= Data records =
::::
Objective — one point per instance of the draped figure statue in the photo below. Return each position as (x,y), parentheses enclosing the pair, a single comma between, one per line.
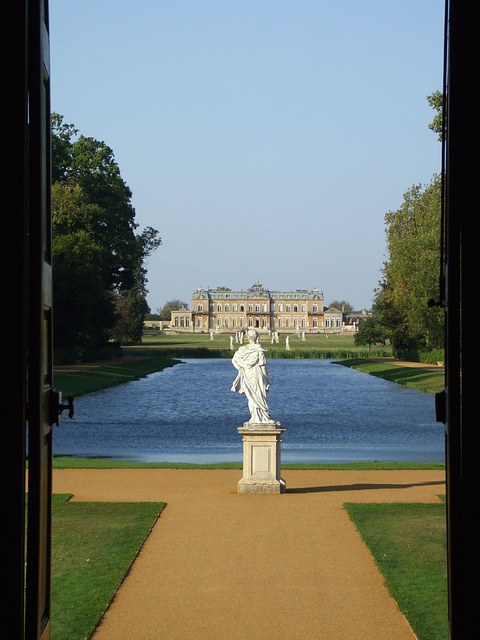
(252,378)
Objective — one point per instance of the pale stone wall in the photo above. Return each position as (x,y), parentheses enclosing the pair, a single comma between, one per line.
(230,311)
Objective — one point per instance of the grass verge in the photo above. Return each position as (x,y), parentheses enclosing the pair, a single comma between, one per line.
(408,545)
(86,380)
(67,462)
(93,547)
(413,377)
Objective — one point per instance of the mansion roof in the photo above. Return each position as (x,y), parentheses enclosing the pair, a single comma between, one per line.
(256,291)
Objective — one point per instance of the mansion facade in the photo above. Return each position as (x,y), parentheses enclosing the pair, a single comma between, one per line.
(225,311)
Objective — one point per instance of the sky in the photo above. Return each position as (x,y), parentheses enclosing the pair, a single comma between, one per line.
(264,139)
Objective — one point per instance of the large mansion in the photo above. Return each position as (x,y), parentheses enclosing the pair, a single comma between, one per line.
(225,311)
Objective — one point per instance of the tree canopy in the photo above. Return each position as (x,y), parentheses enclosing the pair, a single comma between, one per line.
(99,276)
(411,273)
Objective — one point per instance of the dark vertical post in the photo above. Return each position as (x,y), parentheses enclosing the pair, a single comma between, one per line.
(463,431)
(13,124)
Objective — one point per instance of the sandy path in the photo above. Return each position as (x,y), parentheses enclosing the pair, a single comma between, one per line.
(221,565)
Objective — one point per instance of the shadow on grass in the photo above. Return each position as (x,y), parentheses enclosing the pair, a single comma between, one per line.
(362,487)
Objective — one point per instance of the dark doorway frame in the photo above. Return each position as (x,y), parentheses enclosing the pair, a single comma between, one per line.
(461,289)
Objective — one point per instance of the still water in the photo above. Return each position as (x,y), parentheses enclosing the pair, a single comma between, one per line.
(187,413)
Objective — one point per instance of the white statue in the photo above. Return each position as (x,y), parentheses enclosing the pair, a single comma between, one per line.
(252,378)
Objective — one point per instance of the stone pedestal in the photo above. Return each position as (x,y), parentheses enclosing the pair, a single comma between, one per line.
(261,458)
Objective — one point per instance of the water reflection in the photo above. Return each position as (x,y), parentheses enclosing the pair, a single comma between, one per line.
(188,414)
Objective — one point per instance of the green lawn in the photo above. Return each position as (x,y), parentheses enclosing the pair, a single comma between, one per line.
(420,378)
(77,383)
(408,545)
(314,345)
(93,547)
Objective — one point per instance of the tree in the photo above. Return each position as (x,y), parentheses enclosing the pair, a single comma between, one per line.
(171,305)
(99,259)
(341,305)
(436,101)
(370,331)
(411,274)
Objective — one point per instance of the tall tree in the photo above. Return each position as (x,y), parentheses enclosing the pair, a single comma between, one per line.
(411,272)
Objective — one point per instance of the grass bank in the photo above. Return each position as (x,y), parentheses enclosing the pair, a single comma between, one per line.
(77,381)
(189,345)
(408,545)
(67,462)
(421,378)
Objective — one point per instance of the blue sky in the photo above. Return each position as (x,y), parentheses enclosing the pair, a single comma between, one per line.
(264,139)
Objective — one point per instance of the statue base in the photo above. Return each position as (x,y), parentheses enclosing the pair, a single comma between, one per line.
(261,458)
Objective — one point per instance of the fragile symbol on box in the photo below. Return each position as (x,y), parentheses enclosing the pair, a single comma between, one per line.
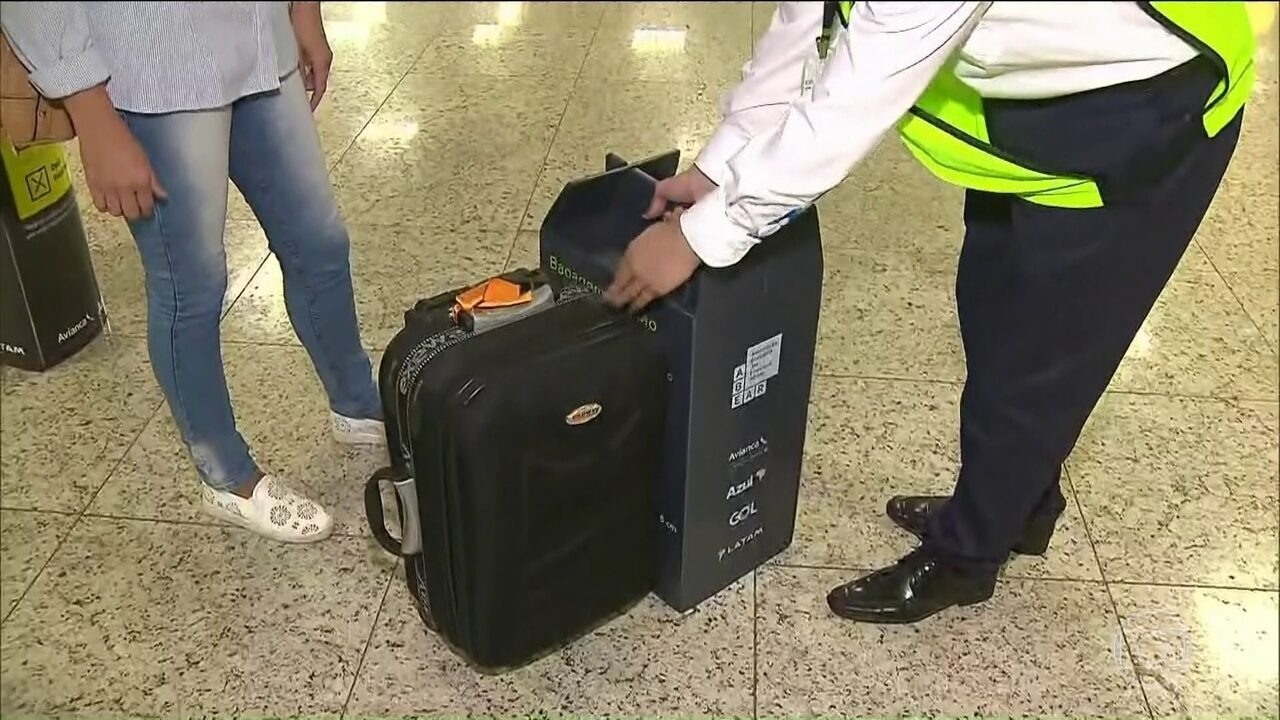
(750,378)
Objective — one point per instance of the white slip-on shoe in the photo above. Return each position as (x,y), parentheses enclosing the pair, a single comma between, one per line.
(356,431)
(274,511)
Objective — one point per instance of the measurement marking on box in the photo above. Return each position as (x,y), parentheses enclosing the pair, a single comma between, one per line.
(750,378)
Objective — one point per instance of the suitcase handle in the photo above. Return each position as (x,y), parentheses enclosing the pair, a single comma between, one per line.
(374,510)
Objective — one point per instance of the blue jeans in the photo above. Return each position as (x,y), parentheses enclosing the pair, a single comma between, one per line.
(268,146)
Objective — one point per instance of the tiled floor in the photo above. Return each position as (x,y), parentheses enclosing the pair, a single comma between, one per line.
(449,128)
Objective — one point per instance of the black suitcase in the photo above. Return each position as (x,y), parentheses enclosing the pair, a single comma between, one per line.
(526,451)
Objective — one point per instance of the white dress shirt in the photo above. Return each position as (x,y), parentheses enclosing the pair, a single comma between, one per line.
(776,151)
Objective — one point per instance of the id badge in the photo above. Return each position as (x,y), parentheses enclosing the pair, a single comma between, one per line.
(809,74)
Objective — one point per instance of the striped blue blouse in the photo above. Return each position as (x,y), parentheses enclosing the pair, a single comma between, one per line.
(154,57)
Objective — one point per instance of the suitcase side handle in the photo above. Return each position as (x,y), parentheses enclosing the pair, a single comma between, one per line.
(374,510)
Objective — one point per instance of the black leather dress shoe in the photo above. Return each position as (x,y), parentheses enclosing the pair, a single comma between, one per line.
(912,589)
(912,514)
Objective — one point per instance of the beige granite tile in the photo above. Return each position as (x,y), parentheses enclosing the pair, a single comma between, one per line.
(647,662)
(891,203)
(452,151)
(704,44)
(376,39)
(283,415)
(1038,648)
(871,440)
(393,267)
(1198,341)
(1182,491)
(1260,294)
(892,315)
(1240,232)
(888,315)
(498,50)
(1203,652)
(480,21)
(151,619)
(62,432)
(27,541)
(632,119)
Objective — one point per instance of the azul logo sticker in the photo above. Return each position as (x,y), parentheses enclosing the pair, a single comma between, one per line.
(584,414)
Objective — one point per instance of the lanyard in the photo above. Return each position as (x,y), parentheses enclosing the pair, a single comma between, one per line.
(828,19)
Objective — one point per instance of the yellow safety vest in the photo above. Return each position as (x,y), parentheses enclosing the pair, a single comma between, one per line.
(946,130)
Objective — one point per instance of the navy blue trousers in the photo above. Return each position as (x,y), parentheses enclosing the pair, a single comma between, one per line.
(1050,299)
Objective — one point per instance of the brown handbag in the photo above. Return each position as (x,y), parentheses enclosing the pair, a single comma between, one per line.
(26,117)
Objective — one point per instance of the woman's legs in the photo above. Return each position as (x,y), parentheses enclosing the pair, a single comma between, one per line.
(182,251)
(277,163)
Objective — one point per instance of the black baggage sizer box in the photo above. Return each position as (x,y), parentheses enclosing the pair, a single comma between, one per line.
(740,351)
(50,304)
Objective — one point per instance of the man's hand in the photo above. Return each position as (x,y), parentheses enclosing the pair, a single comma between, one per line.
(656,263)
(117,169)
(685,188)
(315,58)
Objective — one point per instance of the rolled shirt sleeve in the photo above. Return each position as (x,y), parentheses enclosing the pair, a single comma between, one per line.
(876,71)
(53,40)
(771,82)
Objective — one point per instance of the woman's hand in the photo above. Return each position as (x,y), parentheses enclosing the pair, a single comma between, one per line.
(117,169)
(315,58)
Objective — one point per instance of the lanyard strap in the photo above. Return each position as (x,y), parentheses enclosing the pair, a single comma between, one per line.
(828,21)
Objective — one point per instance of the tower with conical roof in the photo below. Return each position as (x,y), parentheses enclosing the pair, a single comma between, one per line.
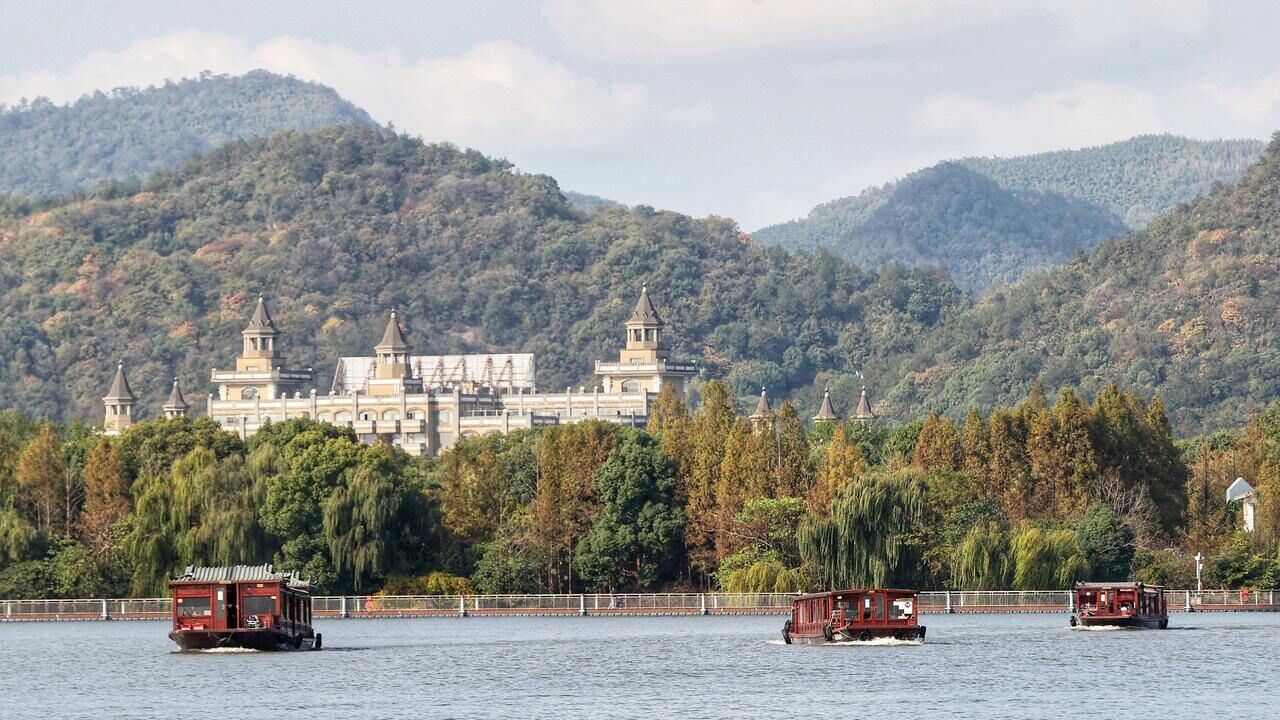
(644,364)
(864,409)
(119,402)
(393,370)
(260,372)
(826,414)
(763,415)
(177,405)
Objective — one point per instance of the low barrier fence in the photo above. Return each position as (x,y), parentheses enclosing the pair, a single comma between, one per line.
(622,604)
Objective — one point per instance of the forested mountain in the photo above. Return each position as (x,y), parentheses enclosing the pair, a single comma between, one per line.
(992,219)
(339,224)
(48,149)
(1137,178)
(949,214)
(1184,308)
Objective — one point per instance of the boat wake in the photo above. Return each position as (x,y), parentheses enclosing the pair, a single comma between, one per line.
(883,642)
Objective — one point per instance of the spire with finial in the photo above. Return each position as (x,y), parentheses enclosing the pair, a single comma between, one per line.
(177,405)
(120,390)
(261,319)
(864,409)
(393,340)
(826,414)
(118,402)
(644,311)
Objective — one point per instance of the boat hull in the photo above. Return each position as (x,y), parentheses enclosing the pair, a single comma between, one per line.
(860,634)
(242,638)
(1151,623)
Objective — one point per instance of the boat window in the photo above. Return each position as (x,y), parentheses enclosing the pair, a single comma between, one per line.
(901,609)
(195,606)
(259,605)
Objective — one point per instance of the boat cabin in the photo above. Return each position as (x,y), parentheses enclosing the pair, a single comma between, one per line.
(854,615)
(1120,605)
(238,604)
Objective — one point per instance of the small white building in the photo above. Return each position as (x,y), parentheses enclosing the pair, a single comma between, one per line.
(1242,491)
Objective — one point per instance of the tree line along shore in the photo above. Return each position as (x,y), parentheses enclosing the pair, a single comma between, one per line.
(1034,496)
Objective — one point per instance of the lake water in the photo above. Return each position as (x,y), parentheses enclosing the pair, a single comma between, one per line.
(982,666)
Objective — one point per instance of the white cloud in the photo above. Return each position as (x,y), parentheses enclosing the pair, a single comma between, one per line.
::::
= What you will do =
Reproduce only the lines running from the one with "Objective — one point per instance of the boat window" through the final line of the listing above, both ends included.

= Exercise answer =
Objective — one point per instance of the boat window in the photo above. Return each position as (x,y), parentheses enclosing the pair, a single comma between, one per line.
(901,609)
(195,606)
(259,605)
Objective — one point per instance of the boat cabin in the photo above. Return each position as (x,y), parentheses enclosing the pair, a single comma between, one per line.
(854,615)
(1120,605)
(238,604)
Objective — one point per instance of the small white building in the photo above. Return each position as (x,y), parentheses enclosing the pair, a single comma between, one per line.
(1242,491)
Objective — one point per instance of the tree line along shore in the photo above. Return each position as (x,y), parentheses enclosing the pair, a single comma between, one per line.
(1034,496)
Objective — one point per instance of the lake water in the photo above. Return each position as (x,y), parentheses enclosing the pair, a single comma between, one per line.
(982,666)
Objective — one point per instance of the white cloud in the photo above. Return each position as (x,y), parentheses enclosing the pair, a single comma between, one per line.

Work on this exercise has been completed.